Maurizio Montanari

 

FRAMMENTI DI “ APEIRON”

I “ quadri-sculture” di Maurizio Montanari sono opere costrette in un contorno e su una superficie ma colore e materia escono come per avvolgere l'osservatore e continuano su più dimensioni fisicamente e nelle nostre menti. Le grandi misure delle tele sembrano infatti non bastare per contenere la portata di tale contemplazione della Natura.
“Apeiron” è un termine greco che significa letteralmente “non limite”. Secondo il filosofo Anassimandro l' Apeiron è una materia infinita, eterna, indistruttibile ed in continuo movimento e proprio grazie al suo movimento rotatorio “ le cose presero a separarsi a coppie di contrari dando origine al cosmo: così dall' Apeiron uscirono luce e tenebre, notte e giorno, vita e morte...”.
Così in queste opere la forza ordinatrice dell'artista plasma la materia e rende vive e solide le visioni di paesaggi reali animati in opposizioni: Africa e Antartide, Europa e Amazzonia.

Informazioni riportate.

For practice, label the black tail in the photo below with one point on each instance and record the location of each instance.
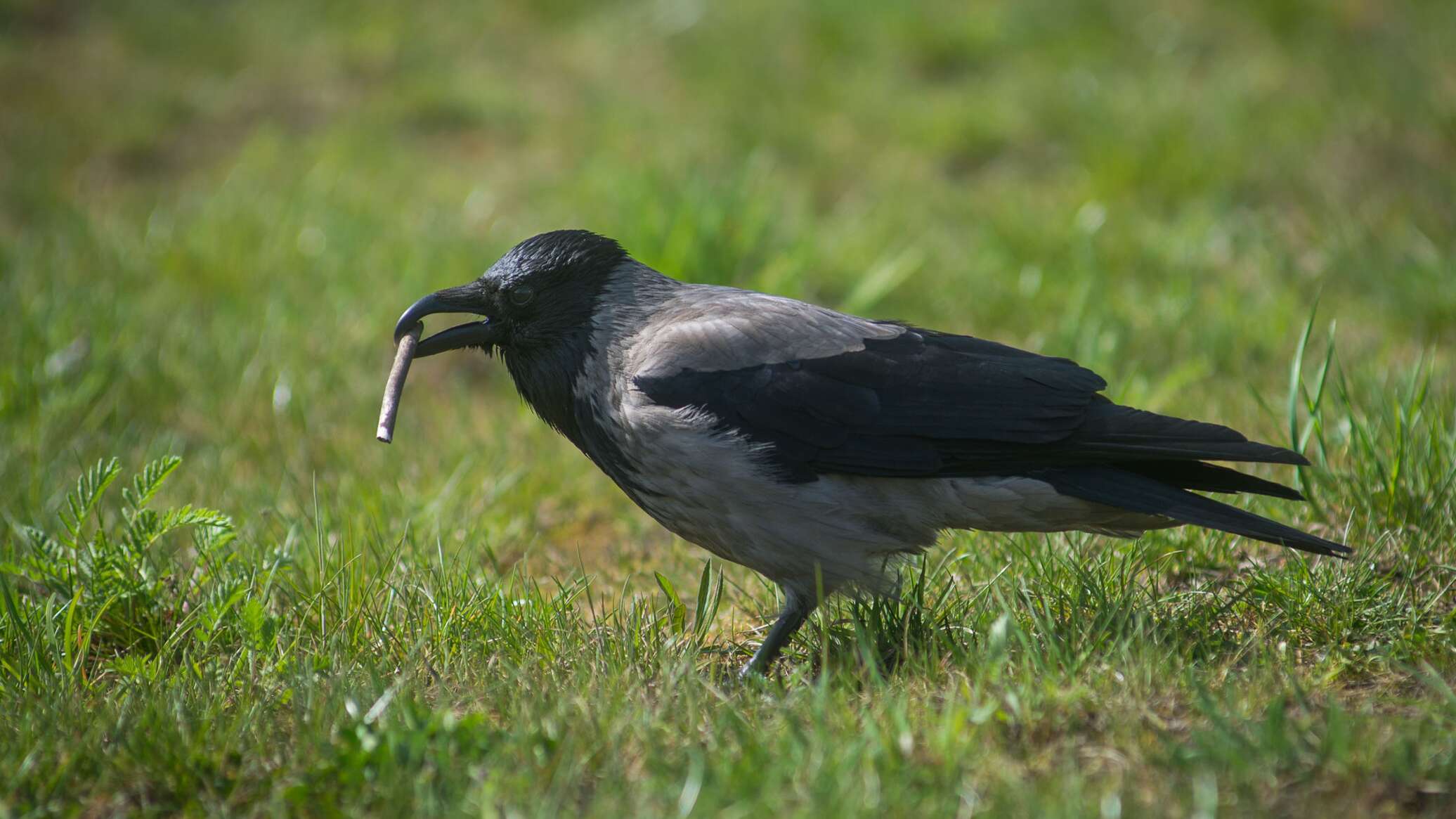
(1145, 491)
==
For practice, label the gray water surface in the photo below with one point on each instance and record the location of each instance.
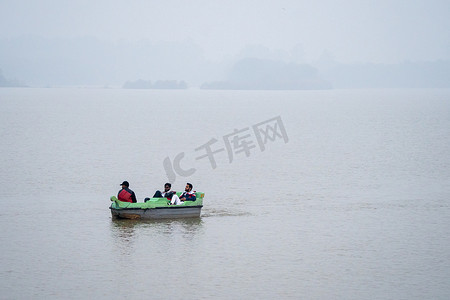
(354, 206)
--
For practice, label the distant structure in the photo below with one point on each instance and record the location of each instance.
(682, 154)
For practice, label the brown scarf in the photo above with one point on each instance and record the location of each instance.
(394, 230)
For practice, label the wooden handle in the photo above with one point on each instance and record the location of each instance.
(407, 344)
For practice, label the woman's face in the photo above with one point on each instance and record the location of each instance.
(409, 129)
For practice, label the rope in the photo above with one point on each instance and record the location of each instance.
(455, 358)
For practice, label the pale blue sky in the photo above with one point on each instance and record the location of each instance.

Da svolgere. Puoi ricopiare parola per parola il tratto del testo sulle opere di Montanari che va da "Così in queste" fino a "Europa e Amazzonia.", estremi inclusi?

Risposta completa.
Così in queste opere la forza ordinatrice dell'artista plasma la materia e rende vive e solide le visioni di paesaggi reali animati in opposizioni: Africa e Antartide, Europa e Amazzonia.